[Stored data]

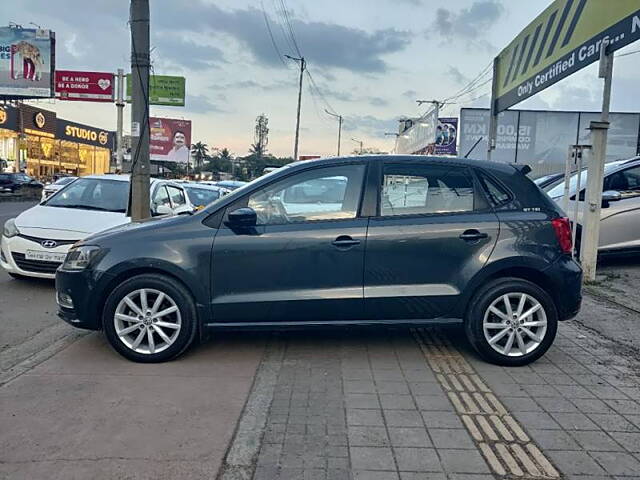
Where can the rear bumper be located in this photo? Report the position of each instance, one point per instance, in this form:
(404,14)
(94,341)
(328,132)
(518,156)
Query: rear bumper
(566,278)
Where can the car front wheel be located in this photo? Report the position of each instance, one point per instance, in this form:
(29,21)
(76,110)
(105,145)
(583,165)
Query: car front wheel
(511,322)
(150,318)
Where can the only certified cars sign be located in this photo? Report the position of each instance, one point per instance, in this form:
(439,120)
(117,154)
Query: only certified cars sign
(565,38)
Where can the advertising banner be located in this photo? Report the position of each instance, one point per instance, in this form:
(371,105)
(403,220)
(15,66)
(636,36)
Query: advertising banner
(565,38)
(163,90)
(27,62)
(170,140)
(87,86)
(446,136)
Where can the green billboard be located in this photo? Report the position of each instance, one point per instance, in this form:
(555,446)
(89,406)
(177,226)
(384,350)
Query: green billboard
(565,38)
(163,90)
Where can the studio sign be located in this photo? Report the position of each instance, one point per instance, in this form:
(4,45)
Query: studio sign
(86,134)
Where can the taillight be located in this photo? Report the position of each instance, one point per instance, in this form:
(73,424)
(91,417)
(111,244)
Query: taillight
(562,227)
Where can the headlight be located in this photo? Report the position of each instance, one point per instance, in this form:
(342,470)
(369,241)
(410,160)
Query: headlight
(79,258)
(10,229)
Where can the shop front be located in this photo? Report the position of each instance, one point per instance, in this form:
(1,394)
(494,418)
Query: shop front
(45,145)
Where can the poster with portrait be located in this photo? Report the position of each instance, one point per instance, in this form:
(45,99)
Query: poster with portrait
(170,140)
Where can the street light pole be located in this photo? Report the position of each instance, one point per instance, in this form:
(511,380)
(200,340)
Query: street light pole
(302,67)
(339,117)
(140,182)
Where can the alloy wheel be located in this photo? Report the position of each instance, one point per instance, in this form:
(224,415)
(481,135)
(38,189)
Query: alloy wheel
(515,324)
(147,321)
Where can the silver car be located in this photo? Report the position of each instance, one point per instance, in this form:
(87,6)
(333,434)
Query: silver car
(620,214)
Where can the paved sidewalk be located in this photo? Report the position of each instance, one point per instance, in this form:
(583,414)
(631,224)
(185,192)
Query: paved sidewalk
(398,404)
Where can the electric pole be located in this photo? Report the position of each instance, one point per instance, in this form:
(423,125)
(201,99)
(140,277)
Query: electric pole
(120,108)
(140,165)
(302,67)
(339,117)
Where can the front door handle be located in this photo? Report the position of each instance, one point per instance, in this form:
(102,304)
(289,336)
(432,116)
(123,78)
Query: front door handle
(345,241)
(472,235)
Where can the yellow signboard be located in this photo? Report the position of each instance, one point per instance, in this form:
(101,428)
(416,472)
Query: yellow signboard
(564,38)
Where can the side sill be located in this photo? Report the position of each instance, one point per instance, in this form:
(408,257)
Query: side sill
(338,323)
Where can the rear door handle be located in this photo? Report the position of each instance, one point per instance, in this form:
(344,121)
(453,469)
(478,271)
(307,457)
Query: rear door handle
(470,235)
(345,241)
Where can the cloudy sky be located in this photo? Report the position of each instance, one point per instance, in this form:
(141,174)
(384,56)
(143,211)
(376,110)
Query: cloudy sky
(369,61)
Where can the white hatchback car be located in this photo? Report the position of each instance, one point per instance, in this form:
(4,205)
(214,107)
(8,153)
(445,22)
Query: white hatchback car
(36,242)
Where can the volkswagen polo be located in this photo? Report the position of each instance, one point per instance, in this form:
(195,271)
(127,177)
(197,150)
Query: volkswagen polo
(381,240)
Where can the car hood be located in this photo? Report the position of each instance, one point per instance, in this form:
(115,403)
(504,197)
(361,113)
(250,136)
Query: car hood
(69,219)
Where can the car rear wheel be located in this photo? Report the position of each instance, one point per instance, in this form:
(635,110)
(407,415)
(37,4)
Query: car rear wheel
(511,322)
(150,318)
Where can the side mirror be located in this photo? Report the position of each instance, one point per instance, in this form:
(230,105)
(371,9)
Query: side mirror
(242,218)
(610,196)
(162,210)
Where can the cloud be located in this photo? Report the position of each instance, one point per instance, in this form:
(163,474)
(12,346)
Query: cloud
(323,44)
(186,53)
(201,104)
(468,23)
(457,75)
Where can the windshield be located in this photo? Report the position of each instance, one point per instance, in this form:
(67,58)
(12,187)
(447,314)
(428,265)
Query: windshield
(93,194)
(64,180)
(558,190)
(202,196)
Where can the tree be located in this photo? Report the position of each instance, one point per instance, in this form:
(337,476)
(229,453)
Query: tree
(200,151)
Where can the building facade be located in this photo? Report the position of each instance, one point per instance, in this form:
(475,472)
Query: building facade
(39,143)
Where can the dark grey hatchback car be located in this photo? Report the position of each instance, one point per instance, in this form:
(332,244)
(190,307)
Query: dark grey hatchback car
(381,240)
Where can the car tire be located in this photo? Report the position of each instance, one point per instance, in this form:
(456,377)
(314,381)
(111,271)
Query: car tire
(501,329)
(154,334)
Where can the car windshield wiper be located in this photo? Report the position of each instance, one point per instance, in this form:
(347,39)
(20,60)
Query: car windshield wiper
(90,207)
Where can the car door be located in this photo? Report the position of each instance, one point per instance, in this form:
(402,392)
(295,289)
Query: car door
(620,227)
(434,231)
(304,259)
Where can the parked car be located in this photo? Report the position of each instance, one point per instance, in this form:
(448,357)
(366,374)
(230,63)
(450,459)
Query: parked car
(547,182)
(201,194)
(35,243)
(231,184)
(620,213)
(54,187)
(13,182)
(447,240)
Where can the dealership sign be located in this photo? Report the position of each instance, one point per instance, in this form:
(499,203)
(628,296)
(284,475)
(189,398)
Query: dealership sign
(26,62)
(163,90)
(565,38)
(89,86)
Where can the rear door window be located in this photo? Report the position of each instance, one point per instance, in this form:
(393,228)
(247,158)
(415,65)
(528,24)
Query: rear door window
(413,189)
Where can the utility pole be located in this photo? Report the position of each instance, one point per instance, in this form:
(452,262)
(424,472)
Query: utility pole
(140,182)
(595,173)
(302,67)
(339,117)
(358,141)
(120,109)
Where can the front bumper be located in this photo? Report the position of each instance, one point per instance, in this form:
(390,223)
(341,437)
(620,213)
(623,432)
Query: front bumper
(79,286)
(13,257)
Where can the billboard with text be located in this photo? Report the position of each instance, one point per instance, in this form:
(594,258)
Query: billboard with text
(170,140)
(27,62)
(87,86)
(563,39)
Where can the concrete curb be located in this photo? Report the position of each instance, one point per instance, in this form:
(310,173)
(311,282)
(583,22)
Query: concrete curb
(239,463)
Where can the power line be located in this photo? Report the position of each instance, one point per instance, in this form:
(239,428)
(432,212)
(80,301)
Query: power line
(273,40)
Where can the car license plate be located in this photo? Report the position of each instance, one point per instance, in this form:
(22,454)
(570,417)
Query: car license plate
(45,256)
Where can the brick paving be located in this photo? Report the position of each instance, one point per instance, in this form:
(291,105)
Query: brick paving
(371,404)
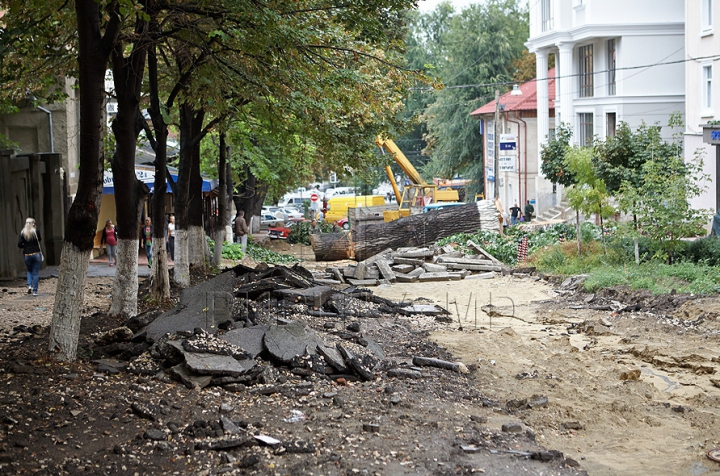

- _ABOUT THIS EXERCISE_
A word-for-word transcript of the entries above is needed, with pictures removed.

- _SOLUTION_
Where can the rear bumper be located in this photo? Report the position of each instance, one point per instance, in this form:
(404,14)
(94,341)
(328,132)
(518,156)
Query: rear bumper
(566,278)
Where can the car front wheel be located in this photo? Report the position of each instance, one point per instance, in this form:
(29,21)
(76,110)
(105,145)
(583,165)
Query: car front wheel
(511,322)
(150,318)
Where can the only certified cars sign be located in this photo? Report the position of each instance, one point per instance, in this form:
(439,120)
(117,154)
Query: only certified cars sign
(565,38)
Where can the advertising banner be located in this photo? Report the position of each instance, one point per instance, in this form:
(371,105)
(403,220)
(15,66)
(636,36)
Query: advertising banner
(565,38)
(163,90)
(27,62)
(170,140)
(87,86)
(446,136)
Where can the green billboard be located in this photo? Report the position of each instance, one point per instance, in this form:
(555,446)
(89,406)
(177,226)
(384,350)
Query: green billboard
(565,38)
(163,90)
Where can the studio sign be located in this photo? Report the position of each instance, one point per instance, in this form:
(4,45)
Query: studio sign
(86,134)
Where can the taillight be located in this photo? Report the position of each instance, one point per instance, in this form:
(73,424)
(91,417)
(111,244)
Query: taillight
(562,227)
Where can the headlight be located in this photo? Report the position of each instance, one point per instance, in this form:
(342,470)
(369,241)
(410,160)
Query: headlight
(79,258)
(10,229)
Where can the shop front be located in this photo? Report the position of each instance, one point per instance, in this form:
(1,394)
(494,418)
Query: shop front
(45,145)
Where can the poster with portrait be located in this photo? Report the position of each instance, one point per instance, in this form:
(45,99)
Query: poster with portrait
(170,140)
Where can the street light pole be located in this photo? Report the position of each instance, one point per instance, in this form:
(511,380)
(200,340)
Query: street light pole
(302,67)
(339,117)
(140,182)
Where can the alloy wheel be located in this photo? Report the position of each instance, one point per instance, in this form:
(224,415)
(481,135)
(38,189)
Query: alloy wheel
(515,324)
(147,321)
Where can the silver car be located in this photo? Report the position of each instance, one point per instance, in this form:
(87,6)
(333,434)
Query: silver car
(620,214)
Where can the paved sidewalk be located in this photo? Report the position of each instance, one point per instance, in this form:
(583,414)
(631,224)
(185,192)
Query: paved sidewalk
(398,404)
Where can the electric pole be located in this photo? Report the position of each instance, one point per instance, in this form:
(423,125)
(201,99)
(140,277)
Query: electric pole
(120,108)
(140,165)
(302,67)
(339,117)
Where can the front door handle be located in this photo? Report the position of each instance, one point per instance, in this form:
(102,304)
(289,336)
(432,116)
(123,78)
Query: front door handle
(345,241)
(472,235)
Where can the yellow signboard be located in this photo? Report the position of each instance, one point per instance, in this form:
(101,428)
(416,472)
Query: yellow signboard
(564,38)
Where can the side sill be located in this photo? Report the position of each instance, one point per instance, in this form:
(408,257)
Query: side sill
(338,323)
Where can the rear door handle be located in this photo? Report the position of each instance, one point per instance, in this form:
(344,121)
(453,469)
(478,271)
(307,457)
Query: rear door handle
(470,235)
(345,241)
Where can the cloudy sky be located in this photo? Report the position of each instance, one point per instance, in this form:
(141,174)
(384,56)
(143,211)
(376,110)
Query: cloudy sky
(369,61)
Where can the white hatchback car be located in this photo? Report the position of each instance, one point per instance, in this form:
(4,205)
(214,107)
(8,153)
(445,22)
Query: white hatchback car
(36,242)
Where can the volkswagen polo be located in this photo? Report the position of each instance, one point per instance, in this form:
(195,271)
(127,177)
(197,150)
Query: volkswagen polo
(381,240)
Where can the car hood be located in this photo? Report the position of each instance, one point per instance, in this form:
(115,403)
(504,197)
(361,113)
(250,136)
Query: car hood
(69,219)
Where can the car rear wheel be located in this photo? Report the position of each instance, one point per instance, in this form:
(635,110)
(407,415)
(37,4)
Query: car rear wheel
(511,322)
(150,318)
Where can the side mirror be located in this photo? Report the position of each instance, one point per instance, in this form:
(230,105)
(371,9)
Query: side mirror
(242,218)
(610,196)
(162,210)
Where can the cloud be located in this photo? Report the position of each instance, one point per instance, in this form:
(163,474)
(12,346)
Query: cloud
(323,44)
(186,53)
(201,104)
(468,23)
(457,75)
Where can the windshield be located in this photo? Report the position of each instance, one point per instance, in this form:
(67,58)
(12,187)
(447,314)
(428,265)
Query: windshield
(93,194)
(64,180)
(558,190)
(202,196)
Where can the tree be located in this photo? Report the position of each instance, one point per instance, in this form:
(337,476)
(229,453)
Query: tree
(200,151)
Where can the building facade be located in this photo? Report the position of each instance, one point per instance, in this form:
(475,472)
Query: building facade
(39,143)
Where can the dark grey hatchback car be located in this photo? Report the position of each instance, one point per instance, in this form:
(332,244)
(190,307)
Query: dark grey hatchback car
(381,240)
Where can the car tire be located in this photo? Report the position of each instance, one point per instance, in this form:
(456,377)
(314,381)
(111,271)
Query: car tire
(501,329)
(154,334)
Where can the car windshield wiper be located in this photo? Report the position of each instance, one point per instance, in this form:
(347,39)
(20,60)
Query: car windshield wiper
(90,207)
Where can the car door be located in this photo? Report the position of each instance, one point per instance, in this form:
(402,392)
(295,289)
Query: car door
(620,227)
(434,231)
(304,259)
Where can the parked car be located in this photo? Report the position of each instance, one point per instance, in this form:
(448,357)
(366,374)
(230,63)
(450,459)
Query: parked car
(547,182)
(201,194)
(35,243)
(231,184)
(620,213)
(54,187)
(13,182)
(447,240)
Where can the dealership sign be located in this photo? Report the position of each instance, one point per instance, in this form:
(499,203)
(628,296)
(284,475)
(189,398)
Query: dealership sign
(26,62)
(163,90)
(565,38)
(89,86)
Where can the rear door window be located in this photo? Report the position of each instance, one point per instance, in this form:
(393,228)
(247,158)
(415,65)
(528,24)
Query: rear door window
(413,189)
Where can the utility pole be located in this photo? Report the position of each instance, one point per instance, in this form:
(452,262)
(424,472)
Query: utility pole
(140,182)
(595,173)
(302,67)
(339,117)
(358,141)
(120,109)
Where can the front bumper be located in this photo? Report the position of each instance, one point per instance, in this form:
(390,223)
(341,437)
(620,213)
(623,432)
Query: front bumper
(79,286)
(13,257)
Where can the billboard with text be located in this photo? Report the position of each instance, one point per instance, in this form:
(594,258)
Query: billboard with text
(170,140)
(27,62)
(87,86)
(563,39)
Where can the concrete curb be located in this photo? Report the position of each instance, one point per instance, in this form:
(310,173)
(311,282)
(583,22)
Query: concrete curb
(239,463)
Where can the power line be located in this photo? Report the position of each instance, one point per instance, in this form:
(239,428)
(432,212)
(80,301)
Query: power line
(273,40)
Where can the car license plate be located in this photo? Report the position of each instance, one point per instance, in this form:
(22,454)
(570,417)
Query: car license plate
(45,256)
Where can the brick paving be located in this photo? Report the position of each instance, one point per instance, in this form:
(291,105)
Query: brick paving
(371,404)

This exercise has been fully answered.